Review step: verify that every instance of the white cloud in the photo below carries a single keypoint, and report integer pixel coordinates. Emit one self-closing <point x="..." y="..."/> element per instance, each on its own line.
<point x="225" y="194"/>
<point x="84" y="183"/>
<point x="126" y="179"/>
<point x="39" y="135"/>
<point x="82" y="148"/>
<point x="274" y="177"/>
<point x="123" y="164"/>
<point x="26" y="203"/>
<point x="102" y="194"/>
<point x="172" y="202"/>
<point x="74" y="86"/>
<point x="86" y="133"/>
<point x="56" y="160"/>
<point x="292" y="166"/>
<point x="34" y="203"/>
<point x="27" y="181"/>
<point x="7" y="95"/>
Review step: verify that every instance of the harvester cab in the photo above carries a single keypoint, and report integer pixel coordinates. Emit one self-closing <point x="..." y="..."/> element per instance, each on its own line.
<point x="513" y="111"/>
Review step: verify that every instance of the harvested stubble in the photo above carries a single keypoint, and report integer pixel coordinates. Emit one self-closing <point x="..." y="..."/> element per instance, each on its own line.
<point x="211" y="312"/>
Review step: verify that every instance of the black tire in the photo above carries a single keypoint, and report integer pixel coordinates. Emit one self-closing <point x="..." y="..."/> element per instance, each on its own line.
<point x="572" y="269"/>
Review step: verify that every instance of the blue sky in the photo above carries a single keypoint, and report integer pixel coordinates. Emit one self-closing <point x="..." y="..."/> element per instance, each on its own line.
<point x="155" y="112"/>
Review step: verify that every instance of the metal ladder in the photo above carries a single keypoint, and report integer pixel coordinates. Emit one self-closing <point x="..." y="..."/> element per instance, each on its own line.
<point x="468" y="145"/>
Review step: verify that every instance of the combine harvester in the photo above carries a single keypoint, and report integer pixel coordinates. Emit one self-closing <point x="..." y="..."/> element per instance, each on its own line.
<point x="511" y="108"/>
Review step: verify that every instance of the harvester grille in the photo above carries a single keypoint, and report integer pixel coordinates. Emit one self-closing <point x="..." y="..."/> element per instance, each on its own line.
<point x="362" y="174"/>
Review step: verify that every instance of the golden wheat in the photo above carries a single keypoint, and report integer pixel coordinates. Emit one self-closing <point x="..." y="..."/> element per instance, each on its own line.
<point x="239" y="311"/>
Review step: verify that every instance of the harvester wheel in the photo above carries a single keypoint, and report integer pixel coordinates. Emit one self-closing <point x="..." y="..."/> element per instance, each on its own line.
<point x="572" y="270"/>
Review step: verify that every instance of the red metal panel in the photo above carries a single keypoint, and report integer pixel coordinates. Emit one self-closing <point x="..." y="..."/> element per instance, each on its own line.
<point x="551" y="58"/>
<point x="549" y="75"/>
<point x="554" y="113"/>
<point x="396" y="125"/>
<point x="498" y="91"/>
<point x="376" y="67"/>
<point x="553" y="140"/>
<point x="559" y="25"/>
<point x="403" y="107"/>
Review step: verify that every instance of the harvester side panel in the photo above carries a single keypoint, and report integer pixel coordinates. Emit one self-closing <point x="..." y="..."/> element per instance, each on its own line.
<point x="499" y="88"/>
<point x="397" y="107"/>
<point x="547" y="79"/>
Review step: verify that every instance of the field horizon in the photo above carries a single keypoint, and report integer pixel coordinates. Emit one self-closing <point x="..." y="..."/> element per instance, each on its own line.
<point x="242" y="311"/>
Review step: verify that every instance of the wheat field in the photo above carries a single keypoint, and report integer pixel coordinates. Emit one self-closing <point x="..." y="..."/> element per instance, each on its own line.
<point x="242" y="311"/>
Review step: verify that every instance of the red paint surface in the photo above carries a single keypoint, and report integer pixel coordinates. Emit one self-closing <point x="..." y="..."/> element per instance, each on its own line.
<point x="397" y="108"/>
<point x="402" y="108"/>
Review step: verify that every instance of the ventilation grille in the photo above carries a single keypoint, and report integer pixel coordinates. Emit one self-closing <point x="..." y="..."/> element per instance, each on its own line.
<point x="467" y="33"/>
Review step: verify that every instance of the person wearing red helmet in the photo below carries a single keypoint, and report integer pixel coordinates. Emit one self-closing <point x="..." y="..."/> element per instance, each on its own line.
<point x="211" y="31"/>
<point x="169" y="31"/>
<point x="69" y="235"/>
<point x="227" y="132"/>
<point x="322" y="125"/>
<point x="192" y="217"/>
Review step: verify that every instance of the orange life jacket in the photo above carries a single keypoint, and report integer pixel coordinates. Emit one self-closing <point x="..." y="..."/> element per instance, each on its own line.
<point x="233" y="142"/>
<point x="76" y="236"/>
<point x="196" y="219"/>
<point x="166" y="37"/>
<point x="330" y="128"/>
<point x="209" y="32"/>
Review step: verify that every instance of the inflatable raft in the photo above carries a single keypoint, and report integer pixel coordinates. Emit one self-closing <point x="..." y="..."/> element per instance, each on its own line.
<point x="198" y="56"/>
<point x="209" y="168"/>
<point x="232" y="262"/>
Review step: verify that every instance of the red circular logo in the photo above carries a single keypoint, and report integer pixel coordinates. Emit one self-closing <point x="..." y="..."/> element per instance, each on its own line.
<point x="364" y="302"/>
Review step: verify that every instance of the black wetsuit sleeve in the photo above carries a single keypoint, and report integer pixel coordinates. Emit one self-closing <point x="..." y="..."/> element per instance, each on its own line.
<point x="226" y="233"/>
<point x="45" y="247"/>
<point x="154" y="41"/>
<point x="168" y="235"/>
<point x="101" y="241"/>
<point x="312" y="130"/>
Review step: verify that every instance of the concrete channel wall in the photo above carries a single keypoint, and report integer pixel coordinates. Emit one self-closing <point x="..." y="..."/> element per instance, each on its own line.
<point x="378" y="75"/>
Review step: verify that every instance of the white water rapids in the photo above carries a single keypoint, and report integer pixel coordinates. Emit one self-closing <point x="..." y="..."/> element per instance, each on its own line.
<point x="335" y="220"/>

• **DIRECTIONS FOR THIS TASK**: Reproduce all of the material above verbatim, keeping every line in its original order and character for character.

• **COMPLETE OUTPUT**:
Review step: verify that every instance of the white cloud in the photo below carries a single keypoint, and report integer pixel coordinates. Emit one self-closing <point x="..." y="..."/> element per instance, each on its own line.
<point x="225" y="194"/>
<point x="84" y="183"/>
<point x="126" y="179"/>
<point x="39" y="135"/>
<point x="82" y="148"/>
<point x="274" y="177"/>
<point x="123" y="164"/>
<point x="26" y="203"/>
<point x="102" y="194"/>
<point x="172" y="202"/>
<point x="74" y="86"/>
<point x="86" y="133"/>
<point x="56" y="160"/>
<point x="292" y="166"/>
<point x="34" y="203"/>
<point x="27" y="181"/>
<point x="7" y="95"/>
Review step: verify that every instance of the harvester cab in the photo above carries a single keypoint, and report integer pixel coordinates. Emit one self-closing <point x="..." y="..."/> element per instance, each on its own line.
<point x="513" y="111"/>
Review step: verify that every instance of the harvested stubble in the photo above carries a single keypoint, and report integer pixel coordinates. Emit one self-closing <point x="..." y="..."/> element per instance, each on its own line.
<point x="211" y="312"/>
Review step: verify that every instance of the black tire in the photo above carries a single keypoint, and report integer pixel coordinates. Emit one self-closing <point x="..." y="..."/> element per instance, each on its own line.
<point x="572" y="269"/>
Review step: verify that every instance of the blue sky in the photo above carries a single keypoint, and report integer pixel coordinates. Emit one self-closing <point x="..." y="..."/> element per instance, each on its own line.
<point x="155" y="112"/>
Review step: verify that every instance of the metal ladder in the photo above carries a single keypoint, and report integer pixel coordinates. Emit one self-closing <point x="..." y="..."/> element per instance, each on its own line.
<point x="468" y="145"/>
Review step: verify that every instance of the combine harvester in the photo above carries a single keypoint, and report integer pixel coordinates. Emit one self-closing <point x="..." y="..."/> element per instance, each on its own line.
<point x="511" y="108"/>
Review step: verify that every instance of the harvester grille in the photo above carries a single keypoint, and report integer pixel coordinates. Emit one self-closing <point x="..." y="..."/> element per instance, each on its own line.
<point x="362" y="174"/>
Review step: verify that every instance of the golden wheat in the photo above carries a single keypoint, and report integer pixel coordinates. Emit one self-closing <point x="..." y="..."/> element per instance, each on its own line.
<point x="239" y="311"/>
Review step: verify that every instance of the harvester wheel in the photo above carries a single keypoint, and report integer pixel coordinates. Emit one self-closing <point x="..." y="..."/> element per instance, each on its own line.
<point x="572" y="270"/>
Review step: verify that every instance of the red metal panel in the photo above carries a single keypoint, and report integer pixel coordinates. Emit one self-closing <point x="..." y="..."/> element per instance, each on its own line.
<point x="551" y="58"/>
<point x="549" y="75"/>
<point x="554" y="113"/>
<point x="396" y="125"/>
<point x="498" y="91"/>
<point x="376" y="67"/>
<point x="553" y="140"/>
<point x="559" y="25"/>
<point x="403" y="107"/>
Review step: verify that every instance of the harvester side panel in the photo above carries a single keypoint, and report integer pixel coordinates. Emit one self-closing <point x="..." y="..."/> element per instance, each on its own line.
<point x="499" y="88"/>
<point x="397" y="107"/>
<point x="547" y="79"/>
Review step: verify that every instance of the field horizon in the photo above carries a single keypoint, and report integer pixel coordinates. Emit one self-closing <point x="..." y="..."/> element per instance, each on its own line.
<point x="242" y="311"/>
Review step: verify that every instance of the wheat field in the photo above carries a single keypoint, and report integer pixel coordinates. Emit one self-closing <point x="..." y="..."/> element per instance, each on its own line.
<point x="242" y="311"/>
Review step: verify that every instance of the red paint surface in the photo above carries a single keypoint, and report integer pixel coordinates. Emit one self-closing <point x="..." y="..."/> element per instance, each on its own line.
<point x="397" y="108"/>
<point x="402" y="108"/>
Review step: verify that every instance of the ventilation grille in the photo above carries a single keypoint, and report integer pixel coordinates. Emit one self-closing <point x="..." y="..."/> element per instance, each on its own line.
<point x="467" y="33"/>
Review step: verify that every instance of the person wearing red helmet in the photo below carries a single keypoint, and report integer pixel coordinates. Emit one self-closing <point x="..." y="..."/> element per instance, each on its own line.
<point x="211" y="31"/>
<point x="169" y="31"/>
<point x="69" y="235"/>
<point x="227" y="132"/>
<point x="322" y="125"/>
<point x="192" y="217"/>
Review step: verify that every instance of the orange life jacket in the photo above carries a single keypoint, and report integer pixel coordinates. Emit one self-closing <point x="..." y="..."/> element per instance, each on its own line.
<point x="233" y="142"/>
<point x="76" y="236"/>
<point x="196" y="219"/>
<point x="166" y="37"/>
<point x="330" y="128"/>
<point x="209" y="32"/>
Review step: verify that every instance of the inflatable raft in the photo above carries a single keypoint, and report integer pixel coordinates. Emit one self-closing <point x="..." y="..."/> element per instance, each on its own line.
<point x="198" y="56"/>
<point x="209" y="168"/>
<point x="232" y="262"/>
Review step: verify that every instance of the red circular logo in the photo above carries a single keypoint, and report integer pixel coordinates. Emit one self-closing <point x="..." y="..."/> element per instance, each on its own line.
<point x="364" y="302"/>
Review step: verify that every instance of the black wetsuit sleeve in the photo above carries a single keypoint, and report integer pixel coordinates. Emit one self-closing <point x="..." y="..."/> element per instance, each on its own line.
<point x="226" y="233"/>
<point x="45" y="247"/>
<point x="154" y="41"/>
<point x="168" y="235"/>
<point x="101" y="241"/>
<point x="312" y="130"/>
Review step: verify that every instance of the concrete channel wall in the photo above carries a single keypoint, and report integer pixel coordinates. Emit one self-closing <point x="..." y="..."/> element per instance, each on its own line.
<point x="378" y="75"/>
Review step: verify that every instance of the white water rapids in the photo above carries a single keypoint, and report integer pixel coordinates. Emit one self-closing <point x="..." y="..."/> element per instance, each on its own line.
<point x="335" y="220"/>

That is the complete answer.